### Required action
Go through the data underneath and copy every line exactly.

*** Opening of Raw data ***

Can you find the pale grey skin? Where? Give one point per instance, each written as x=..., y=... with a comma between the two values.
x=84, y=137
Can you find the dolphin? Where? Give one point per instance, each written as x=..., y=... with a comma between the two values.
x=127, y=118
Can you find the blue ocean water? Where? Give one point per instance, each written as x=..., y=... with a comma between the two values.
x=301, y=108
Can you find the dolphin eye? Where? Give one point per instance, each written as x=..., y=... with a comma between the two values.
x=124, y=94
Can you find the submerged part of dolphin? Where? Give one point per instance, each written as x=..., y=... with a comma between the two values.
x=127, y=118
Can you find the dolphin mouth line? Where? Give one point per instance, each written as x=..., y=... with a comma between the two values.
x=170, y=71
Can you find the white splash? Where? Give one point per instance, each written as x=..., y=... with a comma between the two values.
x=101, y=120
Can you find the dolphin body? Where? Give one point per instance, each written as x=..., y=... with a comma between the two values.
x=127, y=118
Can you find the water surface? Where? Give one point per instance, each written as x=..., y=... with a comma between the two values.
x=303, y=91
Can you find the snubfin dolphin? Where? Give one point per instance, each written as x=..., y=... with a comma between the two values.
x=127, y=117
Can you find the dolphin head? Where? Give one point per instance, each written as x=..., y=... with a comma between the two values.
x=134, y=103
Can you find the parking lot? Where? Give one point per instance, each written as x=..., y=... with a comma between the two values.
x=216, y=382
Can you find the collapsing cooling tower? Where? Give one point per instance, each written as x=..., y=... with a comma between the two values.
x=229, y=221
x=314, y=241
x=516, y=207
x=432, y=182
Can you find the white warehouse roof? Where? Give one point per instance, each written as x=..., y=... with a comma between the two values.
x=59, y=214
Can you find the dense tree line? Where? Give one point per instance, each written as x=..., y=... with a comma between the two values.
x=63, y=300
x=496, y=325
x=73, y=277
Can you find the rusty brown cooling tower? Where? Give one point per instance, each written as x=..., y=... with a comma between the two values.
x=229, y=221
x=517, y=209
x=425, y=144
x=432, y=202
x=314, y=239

*** Close of Raw data ***

### Answer area
Can you find the pale grey skin? Where? Give one point per instance, each written as x=..., y=... with a comma between the two values.
x=84, y=137
Can you find the dolphin? Where? Give one point per instance, each written as x=..., y=... with a comma between the two values.
x=127, y=118
Can you find the blue ocean water? Where? Give one point per instance, each written as x=..., y=... with a comma between the two values.
x=301, y=108
Can you find the dolphin eye? Where? Give one point per instance, each written as x=..., y=... with a comma between the two values.
x=124, y=94
Can you find the submerged part of dolphin? Where? Give one point per instance, each written as x=..., y=... with a comma between the two values.
x=127, y=118
Can you find the dolphin mouth line? Where? Give one point per instance, each written as x=..., y=... with a comma between the two values.
x=170, y=71
Can you find the white splash? Where? Give one point per instance, each written as x=..., y=... with a comma between the two values.
x=101, y=120
Can you find the dolphin body? Where? Give one point per instance, each written as x=..., y=... with a comma between the two values.
x=127, y=118
Can you find the water surface? Where? Give one point per instance, each written as x=..., y=... with a comma between the two values.
x=303, y=91
Can you find the snubfin dolphin? Where? Give one point per instance, each written as x=..., y=... with a comma between the two values.
x=127, y=117
Can you find the dolphin head? Where? Give one point per instance, each written as x=..., y=... with a comma between the two values.
x=134, y=103
Can you find the parking lot? Where? Give one point per instance, each written as x=..., y=... with a comma between the two values.
x=216, y=382
Can you find the collapsing cooling tower? Where? Give one point per instance, each written as x=..., y=... with a comma between the two values.
x=229, y=221
x=314, y=241
x=516, y=207
x=432, y=182
Can you find the white warehouse roof? Where? Give one point per instance, each written as x=..., y=... with a comma between the two values.
x=59, y=214
Can you find the dense tree line? Where? Give one point per instance, each written as x=..., y=... with a comma between the two values.
x=63, y=300
x=496, y=325
x=73, y=277
Can you find the rusty brown cooling tower? Where? Give one point per instance, each written as x=..., y=... with a comma between the two values.
x=229, y=221
x=517, y=209
x=425, y=144
x=432, y=202
x=314, y=239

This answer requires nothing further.